Exercise material.
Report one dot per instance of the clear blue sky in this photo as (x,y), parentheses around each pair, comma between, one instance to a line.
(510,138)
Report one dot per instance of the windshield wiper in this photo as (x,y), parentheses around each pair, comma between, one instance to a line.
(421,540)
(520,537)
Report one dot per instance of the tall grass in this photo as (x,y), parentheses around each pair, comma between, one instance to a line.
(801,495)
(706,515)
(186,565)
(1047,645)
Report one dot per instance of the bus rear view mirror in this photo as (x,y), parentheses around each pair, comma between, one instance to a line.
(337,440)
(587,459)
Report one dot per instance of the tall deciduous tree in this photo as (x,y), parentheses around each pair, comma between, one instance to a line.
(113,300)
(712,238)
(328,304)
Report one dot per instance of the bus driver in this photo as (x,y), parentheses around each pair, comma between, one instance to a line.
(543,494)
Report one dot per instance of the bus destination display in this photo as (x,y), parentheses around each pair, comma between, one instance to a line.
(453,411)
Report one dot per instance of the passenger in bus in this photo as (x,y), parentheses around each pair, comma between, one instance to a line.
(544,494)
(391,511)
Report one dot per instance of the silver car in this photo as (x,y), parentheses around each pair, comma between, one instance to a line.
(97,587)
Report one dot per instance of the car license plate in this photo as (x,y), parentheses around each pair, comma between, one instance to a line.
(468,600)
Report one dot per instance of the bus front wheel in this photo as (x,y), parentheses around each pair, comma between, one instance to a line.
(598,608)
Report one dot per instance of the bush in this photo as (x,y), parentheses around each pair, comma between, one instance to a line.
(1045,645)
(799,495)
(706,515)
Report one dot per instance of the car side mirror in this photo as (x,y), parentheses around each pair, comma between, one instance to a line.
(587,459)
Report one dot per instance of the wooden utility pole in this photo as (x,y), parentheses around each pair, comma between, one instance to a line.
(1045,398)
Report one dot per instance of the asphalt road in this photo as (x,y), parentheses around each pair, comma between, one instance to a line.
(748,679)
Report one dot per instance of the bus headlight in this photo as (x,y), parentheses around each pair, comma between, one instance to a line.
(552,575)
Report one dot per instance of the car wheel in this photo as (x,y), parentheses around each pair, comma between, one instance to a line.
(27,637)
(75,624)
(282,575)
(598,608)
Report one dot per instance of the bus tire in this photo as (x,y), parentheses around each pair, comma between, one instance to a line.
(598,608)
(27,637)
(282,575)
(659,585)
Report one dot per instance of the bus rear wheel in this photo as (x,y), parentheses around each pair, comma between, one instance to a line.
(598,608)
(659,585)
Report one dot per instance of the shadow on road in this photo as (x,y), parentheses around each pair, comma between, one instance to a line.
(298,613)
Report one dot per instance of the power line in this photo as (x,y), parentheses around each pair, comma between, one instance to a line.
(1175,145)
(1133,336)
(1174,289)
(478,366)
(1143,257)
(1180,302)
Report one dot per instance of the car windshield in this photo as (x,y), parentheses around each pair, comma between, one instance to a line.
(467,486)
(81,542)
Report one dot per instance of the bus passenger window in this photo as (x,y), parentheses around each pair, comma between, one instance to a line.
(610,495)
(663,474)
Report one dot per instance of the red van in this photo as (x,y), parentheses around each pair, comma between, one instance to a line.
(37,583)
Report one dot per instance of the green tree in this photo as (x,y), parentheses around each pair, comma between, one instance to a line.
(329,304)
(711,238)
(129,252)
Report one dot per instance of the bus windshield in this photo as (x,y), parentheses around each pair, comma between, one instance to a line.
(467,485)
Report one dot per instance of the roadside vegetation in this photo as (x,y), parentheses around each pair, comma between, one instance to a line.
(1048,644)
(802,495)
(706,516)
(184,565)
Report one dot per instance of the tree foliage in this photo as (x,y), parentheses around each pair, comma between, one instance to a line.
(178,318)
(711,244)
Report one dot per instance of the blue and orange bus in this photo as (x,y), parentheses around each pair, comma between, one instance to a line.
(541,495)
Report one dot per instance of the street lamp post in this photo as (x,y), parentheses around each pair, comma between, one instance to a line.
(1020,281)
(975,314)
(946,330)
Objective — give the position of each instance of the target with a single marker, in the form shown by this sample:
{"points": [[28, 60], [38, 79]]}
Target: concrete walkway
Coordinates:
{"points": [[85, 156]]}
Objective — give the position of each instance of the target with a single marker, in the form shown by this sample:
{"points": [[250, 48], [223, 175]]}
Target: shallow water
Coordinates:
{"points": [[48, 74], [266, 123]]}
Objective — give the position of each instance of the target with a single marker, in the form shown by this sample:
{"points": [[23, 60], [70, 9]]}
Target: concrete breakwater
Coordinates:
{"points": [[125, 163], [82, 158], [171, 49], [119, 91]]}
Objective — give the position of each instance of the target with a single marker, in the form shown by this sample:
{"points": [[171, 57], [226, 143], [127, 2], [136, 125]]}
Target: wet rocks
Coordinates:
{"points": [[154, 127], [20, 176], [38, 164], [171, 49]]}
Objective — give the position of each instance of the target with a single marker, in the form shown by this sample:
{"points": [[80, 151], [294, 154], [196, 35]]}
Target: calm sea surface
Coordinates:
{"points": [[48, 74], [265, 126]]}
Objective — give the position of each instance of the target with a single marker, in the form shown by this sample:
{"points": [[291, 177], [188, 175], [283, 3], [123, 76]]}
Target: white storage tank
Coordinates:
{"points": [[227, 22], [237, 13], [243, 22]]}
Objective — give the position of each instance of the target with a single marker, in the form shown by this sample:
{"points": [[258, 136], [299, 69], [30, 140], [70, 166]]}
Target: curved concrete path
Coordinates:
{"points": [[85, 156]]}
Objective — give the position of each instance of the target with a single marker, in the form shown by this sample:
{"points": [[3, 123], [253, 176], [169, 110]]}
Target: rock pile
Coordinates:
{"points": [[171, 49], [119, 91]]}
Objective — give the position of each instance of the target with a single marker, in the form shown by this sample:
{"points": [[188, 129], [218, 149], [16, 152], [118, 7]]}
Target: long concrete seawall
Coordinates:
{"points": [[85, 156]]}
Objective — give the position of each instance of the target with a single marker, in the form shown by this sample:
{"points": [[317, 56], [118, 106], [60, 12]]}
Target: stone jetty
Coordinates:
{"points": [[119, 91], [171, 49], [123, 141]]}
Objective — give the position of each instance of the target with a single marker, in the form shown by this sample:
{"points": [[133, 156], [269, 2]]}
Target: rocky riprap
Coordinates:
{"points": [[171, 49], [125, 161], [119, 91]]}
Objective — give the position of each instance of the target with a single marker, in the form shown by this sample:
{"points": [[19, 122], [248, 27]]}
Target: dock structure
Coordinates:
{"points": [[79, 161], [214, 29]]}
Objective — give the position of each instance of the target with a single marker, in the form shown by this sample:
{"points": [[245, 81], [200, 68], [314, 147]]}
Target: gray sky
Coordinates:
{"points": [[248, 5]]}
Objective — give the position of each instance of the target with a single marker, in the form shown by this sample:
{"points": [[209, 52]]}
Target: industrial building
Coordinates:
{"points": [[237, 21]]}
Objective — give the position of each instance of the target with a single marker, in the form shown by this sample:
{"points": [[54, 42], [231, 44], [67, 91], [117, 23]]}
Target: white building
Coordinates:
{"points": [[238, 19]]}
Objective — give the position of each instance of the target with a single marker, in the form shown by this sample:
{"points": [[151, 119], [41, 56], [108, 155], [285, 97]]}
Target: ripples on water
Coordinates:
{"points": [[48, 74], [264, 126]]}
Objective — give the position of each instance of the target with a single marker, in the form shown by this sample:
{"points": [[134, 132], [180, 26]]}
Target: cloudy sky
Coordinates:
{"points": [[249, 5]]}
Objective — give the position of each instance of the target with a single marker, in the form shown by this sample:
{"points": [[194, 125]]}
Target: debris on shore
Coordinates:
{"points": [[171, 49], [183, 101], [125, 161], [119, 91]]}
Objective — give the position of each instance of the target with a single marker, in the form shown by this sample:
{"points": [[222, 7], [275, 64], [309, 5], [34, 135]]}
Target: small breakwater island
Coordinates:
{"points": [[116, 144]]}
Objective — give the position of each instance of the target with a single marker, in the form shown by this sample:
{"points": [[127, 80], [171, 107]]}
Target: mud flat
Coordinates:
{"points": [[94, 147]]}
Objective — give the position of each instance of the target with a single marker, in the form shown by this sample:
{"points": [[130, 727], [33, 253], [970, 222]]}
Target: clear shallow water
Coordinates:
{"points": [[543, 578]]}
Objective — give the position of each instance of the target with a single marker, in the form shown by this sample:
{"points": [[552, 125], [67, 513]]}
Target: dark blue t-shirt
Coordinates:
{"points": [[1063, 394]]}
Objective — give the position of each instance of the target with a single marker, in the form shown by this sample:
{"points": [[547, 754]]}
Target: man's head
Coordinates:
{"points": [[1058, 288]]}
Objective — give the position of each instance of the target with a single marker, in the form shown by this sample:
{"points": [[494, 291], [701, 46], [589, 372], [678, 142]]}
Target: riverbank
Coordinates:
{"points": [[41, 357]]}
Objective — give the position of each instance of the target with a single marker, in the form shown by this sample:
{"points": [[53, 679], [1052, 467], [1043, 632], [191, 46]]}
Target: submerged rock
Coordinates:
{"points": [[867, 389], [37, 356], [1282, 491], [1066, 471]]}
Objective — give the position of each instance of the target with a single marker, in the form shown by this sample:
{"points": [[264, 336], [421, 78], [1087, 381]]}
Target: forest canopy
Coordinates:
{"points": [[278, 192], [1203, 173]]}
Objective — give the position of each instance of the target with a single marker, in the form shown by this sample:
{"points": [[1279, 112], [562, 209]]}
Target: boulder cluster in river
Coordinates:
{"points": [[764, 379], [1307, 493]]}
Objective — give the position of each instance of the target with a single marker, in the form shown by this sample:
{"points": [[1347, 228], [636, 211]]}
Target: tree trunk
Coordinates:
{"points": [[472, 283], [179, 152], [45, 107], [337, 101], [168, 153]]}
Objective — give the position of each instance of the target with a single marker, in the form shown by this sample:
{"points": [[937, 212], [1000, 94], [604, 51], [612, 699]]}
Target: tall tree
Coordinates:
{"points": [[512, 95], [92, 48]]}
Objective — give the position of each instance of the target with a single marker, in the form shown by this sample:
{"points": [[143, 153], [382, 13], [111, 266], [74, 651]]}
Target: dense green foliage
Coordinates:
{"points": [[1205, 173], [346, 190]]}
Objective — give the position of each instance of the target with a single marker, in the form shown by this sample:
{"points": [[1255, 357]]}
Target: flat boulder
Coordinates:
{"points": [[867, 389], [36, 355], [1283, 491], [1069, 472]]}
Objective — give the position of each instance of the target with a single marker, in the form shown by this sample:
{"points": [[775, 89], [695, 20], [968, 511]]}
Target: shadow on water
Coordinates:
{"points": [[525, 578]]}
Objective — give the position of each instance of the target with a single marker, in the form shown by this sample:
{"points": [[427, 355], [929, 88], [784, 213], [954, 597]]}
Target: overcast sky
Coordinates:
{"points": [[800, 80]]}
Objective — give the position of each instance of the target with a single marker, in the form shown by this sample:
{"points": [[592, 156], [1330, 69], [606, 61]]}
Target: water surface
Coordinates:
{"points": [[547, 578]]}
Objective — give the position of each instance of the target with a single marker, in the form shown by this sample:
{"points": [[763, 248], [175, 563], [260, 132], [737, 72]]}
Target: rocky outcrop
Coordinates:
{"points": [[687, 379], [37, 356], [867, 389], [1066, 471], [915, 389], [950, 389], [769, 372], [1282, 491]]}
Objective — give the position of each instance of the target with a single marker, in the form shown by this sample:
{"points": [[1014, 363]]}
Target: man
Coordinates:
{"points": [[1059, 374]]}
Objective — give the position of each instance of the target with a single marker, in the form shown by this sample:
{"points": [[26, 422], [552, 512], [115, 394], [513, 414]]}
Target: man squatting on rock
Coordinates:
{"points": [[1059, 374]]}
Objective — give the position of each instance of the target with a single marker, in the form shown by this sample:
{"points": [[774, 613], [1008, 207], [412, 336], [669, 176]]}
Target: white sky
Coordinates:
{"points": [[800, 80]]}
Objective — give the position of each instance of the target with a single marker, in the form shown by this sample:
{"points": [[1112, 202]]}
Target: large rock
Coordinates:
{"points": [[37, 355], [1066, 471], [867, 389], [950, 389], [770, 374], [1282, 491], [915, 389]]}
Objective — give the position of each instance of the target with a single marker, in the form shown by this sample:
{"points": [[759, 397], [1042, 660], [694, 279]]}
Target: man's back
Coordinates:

Work instructions. What is needed is the number of lines in the data that hold the word "rocky", with nothing added.

Response below. 2